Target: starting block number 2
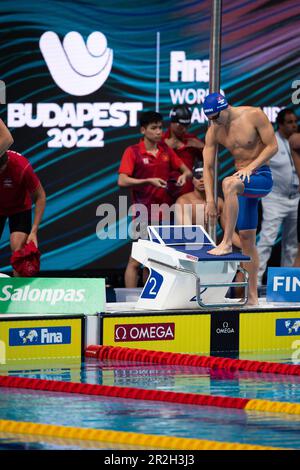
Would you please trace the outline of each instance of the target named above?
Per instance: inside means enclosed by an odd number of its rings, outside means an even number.
[[[163,283],[163,276],[151,269],[150,276],[142,292],[141,298],[155,299]]]

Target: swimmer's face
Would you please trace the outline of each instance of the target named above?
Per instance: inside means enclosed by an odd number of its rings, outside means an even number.
[[[208,118],[210,121],[216,121],[219,117],[220,117],[220,113],[211,114],[210,116],[207,116],[207,118]]]
[[[162,122],[151,122],[146,127],[141,127],[141,133],[151,142],[160,142],[162,138]]]
[[[188,124],[181,124],[180,122],[171,122],[170,128],[176,137],[179,139],[184,136],[187,131]]]

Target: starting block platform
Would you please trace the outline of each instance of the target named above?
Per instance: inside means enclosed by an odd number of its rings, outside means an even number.
[[[215,256],[216,245],[200,225],[148,227],[149,240],[132,244],[131,256],[149,269],[150,275],[136,309],[169,310],[224,308],[245,305],[248,273],[241,263],[250,258],[241,253]],[[237,273],[242,282],[234,282]],[[226,298],[231,287],[244,288],[239,301]]]

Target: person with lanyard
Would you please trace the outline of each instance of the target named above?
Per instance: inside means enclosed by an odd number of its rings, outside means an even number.
[[[276,123],[278,152],[270,160],[273,189],[262,199],[263,215],[257,243],[258,286],[262,285],[266,266],[281,227],[281,266],[292,266],[297,253],[299,178],[288,140],[297,132],[297,117],[293,110],[284,108],[278,113]]]
[[[292,151],[297,175],[300,180],[300,132],[293,134],[289,138],[289,143]],[[298,222],[297,222],[297,236],[298,236],[298,252],[294,261],[294,267],[300,268],[300,198],[298,204]]]
[[[8,150],[13,138],[0,120],[0,238],[8,219],[12,259],[25,247],[38,248],[38,229],[45,210],[46,195],[27,158]],[[32,222],[32,201],[35,204]],[[25,250],[26,251],[26,250]],[[27,250],[30,254],[30,250]],[[17,263],[22,266],[22,263]],[[14,276],[24,275],[14,268]]]
[[[125,149],[119,167],[118,185],[132,191],[134,239],[146,239],[148,225],[170,223],[173,201],[168,189],[171,171],[178,171],[176,184],[179,187],[192,177],[189,168],[162,142],[162,121],[162,115],[155,111],[141,114],[143,138]],[[125,287],[137,287],[140,267],[140,263],[130,256],[125,271]]]
[[[163,134],[162,140],[173,149],[183,163],[192,171],[195,162],[203,161],[202,149],[204,143],[195,134],[188,132],[191,125],[192,113],[188,106],[179,104],[170,111],[170,124]],[[176,185],[180,173],[172,170],[170,174],[169,191],[174,202],[183,194],[194,190],[191,179],[188,179],[183,186]]]

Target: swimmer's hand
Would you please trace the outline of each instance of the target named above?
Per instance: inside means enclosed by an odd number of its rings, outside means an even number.
[[[204,220],[208,224],[211,222],[213,225],[217,223],[218,211],[214,201],[205,204]]]
[[[245,168],[241,168],[239,171],[234,173],[232,176],[237,176],[243,182],[247,179],[247,182],[250,183],[250,176],[252,175],[252,171],[253,171],[252,169],[250,169],[246,166]]]
[[[166,188],[168,183],[162,178],[147,178],[147,183],[152,184],[156,188]]]

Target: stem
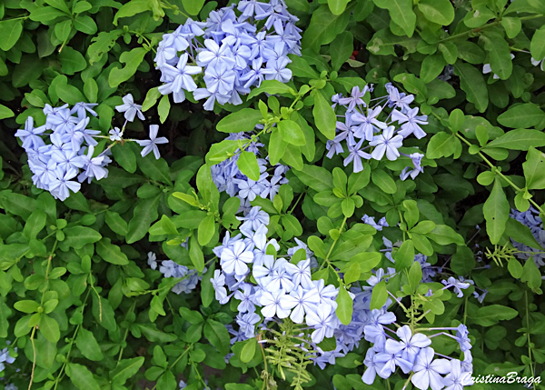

....

• _Set task_
Write out every row above verbatim, omitting the pictures.

• _Answer to the task_
Target: starting block number 2
Would you please trace the outline of each instance of the target named above?
Per instance: inside means enclosed by an odd number of its rings, outside means an even number.
[[[163,283],[163,276],[151,269],[150,276],[142,292],[141,298],[155,299]]]

Target: swimmer's face
Would you please trace the outline of each instance of the target named above?
Per instance: inside means enclosed by an odd number of its rings, outside means an even number.
[[[208,118],[210,121],[216,121],[219,117],[220,117],[220,113],[211,114],[210,116],[207,116],[207,118]]]
[[[162,122],[151,122],[146,127],[141,127],[141,133],[151,142],[160,142],[162,138]]]
[[[188,124],[181,124],[180,122],[171,122],[170,128],[176,137],[179,139],[184,136],[187,131]]]

Target: starting block platform
Would you please trace the outline of each instance of the target named above?
Per instance: inside means enclosed by an odd number of its rings, outside means an even number.
[[[215,256],[216,245],[200,225],[148,227],[149,240],[132,244],[131,256],[149,269],[150,275],[136,309],[169,310],[224,308],[245,305],[248,273],[241,263],[250,258],[241,253]],[[237,273],[242,282],[234,282]],[[226,298],[231,287],[244,288],[239,301]]]

Target: person with lanyard
Would you please trace the outline of each instance of the target named above?
Per instance: inside means enclosed by an odd number of its rings, outside means an even number.
[[[276,123],[278,152],[270,160],[273,189],[262,199],[263,215],[257,243],[258,286],[262,285],[266,266],[281,227],[281,266],[292,266],[297,253],[299,178],[288,140],[297,132],[297,117],[293,110],[284,108],[278,113]]]
[[[292,151],[297,175],[300,180],[300,132],[293,134],[289,138],[289,143]],[[298,222],[297,222],[297,236],[298,236],[298,252],[294,261],[294,267],[300,268],[300,198],[298,204]]]
[[[8,150],[13,138],[0,120],[0,238],[8,219],[12,259],[25,247],[38,248],[38,229],[45,210],[46,195],[27,158]],[[32,222],[32,201],[35,204]],[[25,250],[26,251],[26,250]],[[27,250],[30,254],[30,250]],[[17,263],[22,266],[22,263]],[[14,276],[24,275],[14,268]]]
[[[125,149],[119,167],[118,185],[132,191],[134,239],[146,239],[148,225],[170,223],[173,201],[168,189],[171,171],[178,171],[176,184],[179,187],[192,177],[189,168],[162,142],[162,121],[162,115],[155,111],[141,114],[143,138]],[[125,287],[137,287],[140,267],[140,263],[130,256],[125,271]]]
[[[163,134],[162,140],[173,149],[183,163],[192,171],[195,162],[203,161],[202,149],[204,143],[195,134],[188,132],[191,125],[192,113],[188,106],[179,104],[170,111],[170,124]],[[176,185],[180,173],[172,170],[170,174],[169,191],[174,202],[183,194],[194,190],[191,179],[188,179],[183,186]]]

Target: swimmer's hand
Would you please trace the outline of each instance of the target named above?
Per instance: inside means enclosed by an odd number of its rings, outside means an even number.
[[[204,220],[208,224],[211,222],[213,225],[217,223],[218,211],[214,201],[205,204]]]
[[[245,168],[241,168],[239,171],[234,173],[232,176],[237,176],[243,182],[247,179],[247,182],[250,183],[250,176],[252,175],[252,171],[253,171],[252,169],[250,169],[246,166]]]
[[[166,188],[168,183],[162,178],[147,178],[147,183],[152,184],[156,188]]]

Target: stem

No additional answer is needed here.